-- START --

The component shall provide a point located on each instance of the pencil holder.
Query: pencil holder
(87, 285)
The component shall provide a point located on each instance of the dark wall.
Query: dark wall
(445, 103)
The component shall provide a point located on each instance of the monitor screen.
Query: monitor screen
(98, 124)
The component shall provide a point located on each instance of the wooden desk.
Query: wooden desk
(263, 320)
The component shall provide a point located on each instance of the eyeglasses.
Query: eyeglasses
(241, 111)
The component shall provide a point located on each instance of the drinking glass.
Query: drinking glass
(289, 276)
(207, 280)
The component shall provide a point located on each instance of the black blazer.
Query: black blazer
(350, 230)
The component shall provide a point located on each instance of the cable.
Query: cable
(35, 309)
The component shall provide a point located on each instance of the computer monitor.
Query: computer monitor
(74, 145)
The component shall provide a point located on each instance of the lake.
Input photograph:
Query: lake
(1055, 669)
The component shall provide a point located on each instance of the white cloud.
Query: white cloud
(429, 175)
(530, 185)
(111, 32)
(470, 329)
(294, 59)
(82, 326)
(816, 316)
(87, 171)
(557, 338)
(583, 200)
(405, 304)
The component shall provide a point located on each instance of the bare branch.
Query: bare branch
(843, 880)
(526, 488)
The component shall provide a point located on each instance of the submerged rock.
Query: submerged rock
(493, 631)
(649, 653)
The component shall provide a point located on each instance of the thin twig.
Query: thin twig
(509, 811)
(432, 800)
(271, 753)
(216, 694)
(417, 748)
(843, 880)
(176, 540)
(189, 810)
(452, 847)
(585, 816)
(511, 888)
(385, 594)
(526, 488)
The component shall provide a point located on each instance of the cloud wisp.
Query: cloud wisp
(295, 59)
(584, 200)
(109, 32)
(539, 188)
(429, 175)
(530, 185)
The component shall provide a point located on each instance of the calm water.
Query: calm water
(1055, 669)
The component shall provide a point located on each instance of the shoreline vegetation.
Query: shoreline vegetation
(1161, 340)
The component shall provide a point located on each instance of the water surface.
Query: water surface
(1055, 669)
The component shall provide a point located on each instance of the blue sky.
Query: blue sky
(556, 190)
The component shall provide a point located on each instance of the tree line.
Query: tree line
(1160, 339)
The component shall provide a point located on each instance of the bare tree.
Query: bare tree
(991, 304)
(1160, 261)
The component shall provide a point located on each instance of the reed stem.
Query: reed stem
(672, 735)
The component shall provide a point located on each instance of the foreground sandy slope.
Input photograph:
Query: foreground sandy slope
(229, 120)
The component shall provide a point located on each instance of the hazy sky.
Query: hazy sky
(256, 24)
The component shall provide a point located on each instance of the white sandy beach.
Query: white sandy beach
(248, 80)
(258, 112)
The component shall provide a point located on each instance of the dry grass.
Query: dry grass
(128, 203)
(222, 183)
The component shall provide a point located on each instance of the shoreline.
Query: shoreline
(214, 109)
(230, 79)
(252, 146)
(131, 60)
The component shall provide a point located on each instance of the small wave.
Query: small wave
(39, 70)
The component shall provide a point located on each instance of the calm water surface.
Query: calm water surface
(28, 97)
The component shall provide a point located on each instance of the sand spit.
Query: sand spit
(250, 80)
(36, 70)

-- END --

- Required work: Copy all of the records above word for word.

- Solved exercise:
The component shall provide a point located on each instance of the pencil holder.
Query: pencil holder
(87, 285)
The component shall provide a point located on each instance of the dark wall.
Query: dark wall
(445, 103)
The component shall provide a point located on each instance of the monitor screen.
Query: monitor screen
(98, 124)
The component shall provide a point located on each instance of the wooden desk.
Query: wooden desk
(263, 320)
The component shall provide a point located on each instance of the eyeglasses.
Query: eyeglasses
(241, 111)
The component shall provide a point located on each instance of the drinking glass.
Query: drinking glass
(289, 276)
(207, 280)
The component shall provide a point located on each instance of the black blazer.
Query: black blazer
(350, 230)
The component shall provide a point located on each instance of the cable.
Query: cable
(35, 309)
The component shall provide a point located on each instance of the computer monitor.
Query: computer monitor
(74, 145)
The component shall provide a point located on each instance of the lake.
Input photograph:
Query: lake
(1055, 669)
The component shall provide a point located on each instance of the white cloud.
Query: white cloud
(429, 175)
(530, 185)
(111, 32)
(470, 329)
(294, 59)
(82, 326)
(816, 316)
(87, 171)
(557, 338)
(583, 200)
(405, 304)
The component shall provide a point located on each instance of the bare branch.
Query: bare branch
(843, 880)
(526, 488)
The component shall provide a point located on each instance of the submerged rock.
Query: submerged rock
(493, 631)
(649, 653)
The component shall provide a point located on each instance of the thin twig.
Query: thin twig
(509, 811)
(432, 800)
(271, 753)
(216, 694)
(417, 748)
(843, 880)
(176, 540)
(189, 810)
(452, 847)
(585, 816)
(511, 888)
(385, 594)
(526, 488)
The component shall provide a point located on each instance of the cloud wisp.
Query: cloud wisp
(295, 59)
(584, 200)
(109, 32)
(539, 188)
(429, 175)
(530, 185)
The component shall provide a point located on each instance of the calm water.
Query: calm water
(1055, 669)
The component shall provide a point located on each instance of the shoreline vegetation.
Query: shoreline vegetation
(1161, 340)
The component shall provide a point located on each instance of the water surface.
Query: water surface
(1055, 669)
The component shall provide a point located on each instance of the blue sky.
Query: blue sky
(556, 190)
The component shall provide a point located on each instance of the tree line.
Query: tree line
(1160, 339)
The component shall provide a point located on each instance of the bare tree.
Query: bare tree
(991, 304)
(1160, 261)
The component shall provide a point located on each instance of the reed stem.
Query: reed stem
(672, 735)
The component shall provide a point located on each instance of the foreground sandy slope.
Input photograph:
Query: foreground sandy slope
(229, 120)
The component shall provide a point located on each instance of the hazy sky.
Query: hazy sky
(256, 24)
The component shall provide a point located on each instance of the white sandy beach.
Query: white sandy beach
(248, 80)
(258, 112)
The component shall provide a point located on each instance of the dry grass.
Query: dry grass
(128, 203)
(222, 183)
The component shall provide a point located on each instance of the shoreline.
Query: shoreline
(214, 109)
(230, 79)
(252, 146)
(131, 60)
The component shall provide a point located on each instance of the small wave.
Query: small wave
(39, 70)
The component shall provide a point located on each instance of the calm water surface.
Query: calm water surface
(28, 97)
The component shall provide a point located on each instance of the sand spit.
Query: sand spit
(250, 80)
(36, 70)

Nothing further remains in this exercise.